### Task instructions:
Copy the records below exactly, but leave out any picture they contain.

### Dataset content:
+++++

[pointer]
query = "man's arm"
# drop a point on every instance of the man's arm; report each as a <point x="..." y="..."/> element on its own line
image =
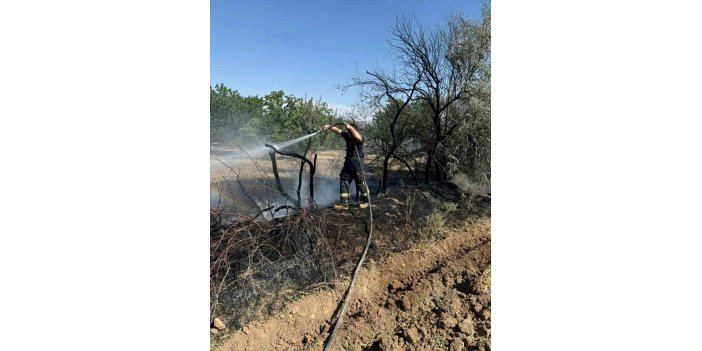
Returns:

+++++

### Solution below:
[pointer]
query = "man's arm"
# drop a point on every instance of the man's arm; report each as a <point x="..." y="..."/> element on its own line
image =
Returns:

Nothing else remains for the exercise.